» **WORK INSTRUCTION**:
Reproduce exactly the line with "Exercise. For every instance of the football" and the lines after it. Stop at the last line of the data and include nothing else.

» **Natural language region descriptions**:
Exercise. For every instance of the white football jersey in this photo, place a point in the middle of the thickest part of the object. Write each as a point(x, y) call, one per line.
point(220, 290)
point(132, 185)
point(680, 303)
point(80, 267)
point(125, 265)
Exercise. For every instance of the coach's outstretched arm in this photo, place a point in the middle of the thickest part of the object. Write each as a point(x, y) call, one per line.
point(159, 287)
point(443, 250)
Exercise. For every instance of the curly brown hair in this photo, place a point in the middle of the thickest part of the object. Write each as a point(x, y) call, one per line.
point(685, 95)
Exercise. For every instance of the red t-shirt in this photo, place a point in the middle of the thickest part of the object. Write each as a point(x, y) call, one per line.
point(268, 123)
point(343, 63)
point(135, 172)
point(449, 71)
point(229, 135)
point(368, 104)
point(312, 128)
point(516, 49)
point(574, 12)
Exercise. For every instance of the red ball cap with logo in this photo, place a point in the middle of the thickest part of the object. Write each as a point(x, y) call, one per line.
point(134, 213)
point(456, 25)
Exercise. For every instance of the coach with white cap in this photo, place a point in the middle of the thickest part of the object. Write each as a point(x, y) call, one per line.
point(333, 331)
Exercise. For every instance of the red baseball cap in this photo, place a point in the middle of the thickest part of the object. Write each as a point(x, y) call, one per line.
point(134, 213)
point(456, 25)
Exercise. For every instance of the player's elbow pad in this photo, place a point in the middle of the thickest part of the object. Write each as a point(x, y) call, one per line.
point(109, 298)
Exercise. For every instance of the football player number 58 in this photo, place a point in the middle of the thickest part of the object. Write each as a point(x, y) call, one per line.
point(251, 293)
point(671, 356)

» **EXERCISE ANSWER**:
Exercise. For every instance of the football player number 58 in this photo, place a point in the middle of the thickest part of the object. Write each as a point(x, y) call, one per line.
point(251, 293)
point(671, 356)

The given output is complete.